» **Source material**:
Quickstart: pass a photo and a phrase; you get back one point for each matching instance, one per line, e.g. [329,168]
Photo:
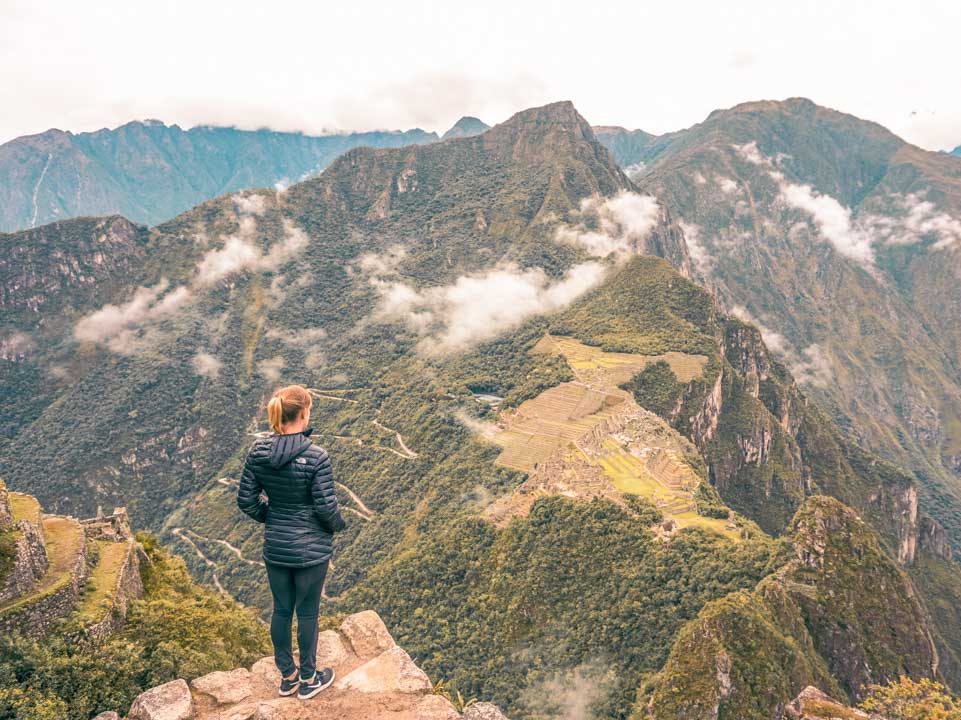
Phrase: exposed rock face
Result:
[170,701]
[226,688]
[378,681]
[391,671]
[29,562]
[812,704]
[366,634]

» **What to produce**:
Write out the records once more, word for word, though without the pictures they contain.

» **Exercise answer**:
Quickstart: pass a photo and a phrase; you get back one point for each matching instance, one per line, e.g. [329,168]
Photo:
Phrase: exposed rock face
Result:
[170,701]
[226,688]
[378,681]
[391,671]
[29,562]
[812,704]
[366,634]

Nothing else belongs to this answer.